** Problems and tasks **
(1) Return the passage of the Georgia recruiting article between "In early June, the" and "be an understatement.", inclusive, word for word.
(2) Condense the paragraph of the Georgia recruiting article that begins "Georgia grabbed headlines this week" into fewer words, keeping its main facts.

** Document extract **
* BEGIN *

Wild Run on Recruiting Trail for Richt

Georgia grabbed headlines this week before Mark Richt even arrived at Media Days after Carver High School coach Dell McGee banned the Bulldogs from recruiting his school. The story slightly overshadowed what has otherwise been a remarkable stretch of recruiting for Georgia, and to hear Mark Richt explain it, the two issues are closely related.

"Our first camp in June, we might have had four or five (commitments)," Richt said. "I remember when I was on the Bulldog tour and people were like, 'My gosh, we're just not doing very well,' and I was like, 'It's OK. We're evaluating, we're offering the right people, and it's going to be fine.'"

In early June, the coaches began their vacations -- some rare time off throughout the course of the year. And that's when the wave of commitments began -- nearly a dozen in the past month, ending with defensive end T.J. Stripling, who became the school's 18 commitment of the season this week. To say it took the coaching staff by surprise might be an understatement.

"What happened was all kinds of things started flying," Richt said. "I'm laying on the lounge at the lake and the phone rings, 'Hey, I'm committing.' Or I'm in there working out, 'Hey, I'm committed.' Coaches are calling saying so-and-so committed."

Obviously things got a little confusing. While there were always one or two coaches in the office, rarely was the whole staff together during the past month-and-a-half.

"You're not sitting there at the table once a week saying this is what's happening," Richt said. "I'm on vacation thinking, this isn't a bad way to go, but it did happen fast, and it happened faster than we could really communicate sometimes."

* END *

** Excerpted records **

* BEGIN *

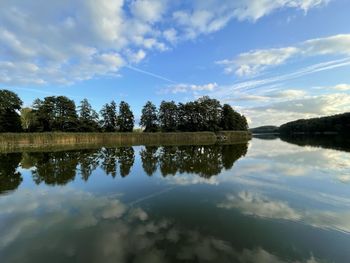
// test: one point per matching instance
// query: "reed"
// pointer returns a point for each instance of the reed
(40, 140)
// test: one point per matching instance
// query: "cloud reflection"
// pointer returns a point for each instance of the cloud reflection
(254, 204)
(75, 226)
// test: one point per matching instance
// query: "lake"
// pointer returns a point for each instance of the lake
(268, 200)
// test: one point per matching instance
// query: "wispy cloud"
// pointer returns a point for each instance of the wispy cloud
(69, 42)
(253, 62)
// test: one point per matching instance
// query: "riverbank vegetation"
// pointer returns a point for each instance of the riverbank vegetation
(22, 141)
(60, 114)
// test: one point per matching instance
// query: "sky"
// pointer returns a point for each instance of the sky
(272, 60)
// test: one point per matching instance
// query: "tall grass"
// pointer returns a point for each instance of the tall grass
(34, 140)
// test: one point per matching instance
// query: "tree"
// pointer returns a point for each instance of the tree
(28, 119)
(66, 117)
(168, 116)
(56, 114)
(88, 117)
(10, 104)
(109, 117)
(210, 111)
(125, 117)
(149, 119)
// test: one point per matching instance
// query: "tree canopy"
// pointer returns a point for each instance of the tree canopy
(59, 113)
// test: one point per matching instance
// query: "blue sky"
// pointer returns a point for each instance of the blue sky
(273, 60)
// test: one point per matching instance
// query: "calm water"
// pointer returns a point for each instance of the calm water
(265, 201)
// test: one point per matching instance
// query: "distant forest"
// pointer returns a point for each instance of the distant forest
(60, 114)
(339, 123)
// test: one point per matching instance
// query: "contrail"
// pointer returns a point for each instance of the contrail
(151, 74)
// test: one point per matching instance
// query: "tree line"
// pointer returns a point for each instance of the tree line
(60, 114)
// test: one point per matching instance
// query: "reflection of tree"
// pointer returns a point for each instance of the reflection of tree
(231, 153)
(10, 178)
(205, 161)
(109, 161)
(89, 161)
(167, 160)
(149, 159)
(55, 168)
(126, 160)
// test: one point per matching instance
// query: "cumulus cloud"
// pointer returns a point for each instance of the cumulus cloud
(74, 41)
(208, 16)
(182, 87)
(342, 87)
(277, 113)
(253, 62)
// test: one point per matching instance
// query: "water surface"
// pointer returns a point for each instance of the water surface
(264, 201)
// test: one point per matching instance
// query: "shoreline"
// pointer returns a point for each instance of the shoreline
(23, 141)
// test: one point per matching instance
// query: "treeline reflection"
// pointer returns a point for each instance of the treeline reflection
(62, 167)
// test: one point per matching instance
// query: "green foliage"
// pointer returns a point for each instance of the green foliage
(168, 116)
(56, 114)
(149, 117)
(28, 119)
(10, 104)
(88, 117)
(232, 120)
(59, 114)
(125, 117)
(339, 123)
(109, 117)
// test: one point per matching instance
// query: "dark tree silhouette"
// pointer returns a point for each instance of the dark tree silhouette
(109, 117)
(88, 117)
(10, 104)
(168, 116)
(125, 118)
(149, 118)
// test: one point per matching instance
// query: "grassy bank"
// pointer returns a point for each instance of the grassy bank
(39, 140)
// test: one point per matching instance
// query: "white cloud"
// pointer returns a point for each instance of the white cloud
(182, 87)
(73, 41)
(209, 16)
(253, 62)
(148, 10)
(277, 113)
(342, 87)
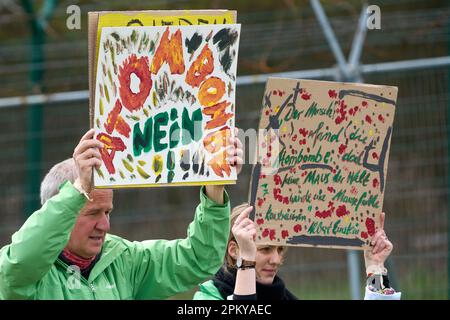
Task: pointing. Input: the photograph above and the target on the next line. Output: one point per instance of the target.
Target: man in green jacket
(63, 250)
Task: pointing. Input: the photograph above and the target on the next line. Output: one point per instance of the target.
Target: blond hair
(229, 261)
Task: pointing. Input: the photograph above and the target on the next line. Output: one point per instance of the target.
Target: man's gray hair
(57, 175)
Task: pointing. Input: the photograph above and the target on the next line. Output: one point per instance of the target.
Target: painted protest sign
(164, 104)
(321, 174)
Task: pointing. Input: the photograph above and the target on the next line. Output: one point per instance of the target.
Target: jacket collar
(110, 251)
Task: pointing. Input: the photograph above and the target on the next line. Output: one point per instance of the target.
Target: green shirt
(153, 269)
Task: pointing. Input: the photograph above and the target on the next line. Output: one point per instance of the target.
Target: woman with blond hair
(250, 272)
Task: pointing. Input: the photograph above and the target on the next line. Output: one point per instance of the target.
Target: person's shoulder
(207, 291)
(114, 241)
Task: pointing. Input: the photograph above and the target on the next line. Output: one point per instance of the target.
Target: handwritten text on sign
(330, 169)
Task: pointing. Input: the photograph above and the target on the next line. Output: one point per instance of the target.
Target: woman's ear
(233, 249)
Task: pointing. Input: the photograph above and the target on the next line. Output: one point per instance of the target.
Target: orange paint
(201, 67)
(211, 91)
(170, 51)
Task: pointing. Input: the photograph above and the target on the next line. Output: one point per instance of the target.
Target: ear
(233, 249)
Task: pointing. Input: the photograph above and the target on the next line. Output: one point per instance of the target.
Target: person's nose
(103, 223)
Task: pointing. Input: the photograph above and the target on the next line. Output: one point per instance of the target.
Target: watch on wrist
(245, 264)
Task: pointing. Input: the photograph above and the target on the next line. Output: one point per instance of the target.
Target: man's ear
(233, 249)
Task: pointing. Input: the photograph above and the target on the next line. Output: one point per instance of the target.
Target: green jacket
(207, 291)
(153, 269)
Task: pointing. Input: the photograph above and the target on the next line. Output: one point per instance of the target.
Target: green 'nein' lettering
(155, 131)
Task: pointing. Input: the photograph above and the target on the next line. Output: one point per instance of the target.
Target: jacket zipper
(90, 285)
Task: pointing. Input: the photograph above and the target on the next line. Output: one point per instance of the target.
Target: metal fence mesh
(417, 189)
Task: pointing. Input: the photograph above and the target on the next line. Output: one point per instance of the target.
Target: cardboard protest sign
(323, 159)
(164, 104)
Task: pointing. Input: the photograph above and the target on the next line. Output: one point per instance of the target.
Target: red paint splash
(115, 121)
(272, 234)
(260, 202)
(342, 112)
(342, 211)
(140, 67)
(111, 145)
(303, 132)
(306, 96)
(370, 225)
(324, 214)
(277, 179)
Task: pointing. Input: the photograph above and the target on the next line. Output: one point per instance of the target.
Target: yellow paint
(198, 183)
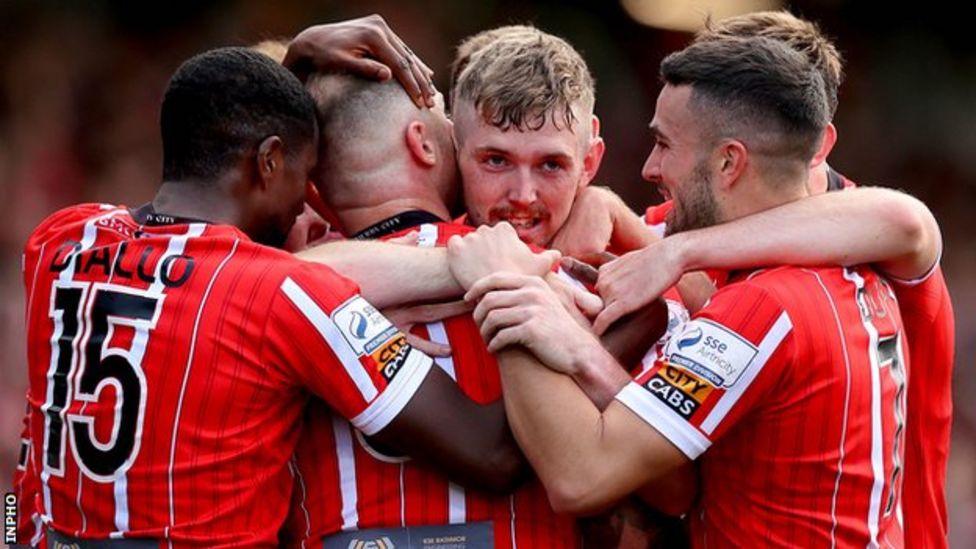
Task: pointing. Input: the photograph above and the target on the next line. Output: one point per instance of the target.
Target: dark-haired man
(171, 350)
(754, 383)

* END *

** Responses to the exercise **
(1)
In early June, the coaches began their vacations -- some rare time off throughout the course of the year. And that's when the wave of commitments began -- nearly a dozen in the past month, ending with defensive end T.J. Stripling, who became the school's 18 commitment of the season this week. To say it took the coaching staff by surprise might be an understatement.

(2) Before Mark Richt arrived at Media Days, Georgia made news this week when Carver High School coach Dell McGee banned the Bulldogs from recruiting his school. That story slightly overshadowed Georgia's remarkable recruiting stretch, which Richt says is closely related to it.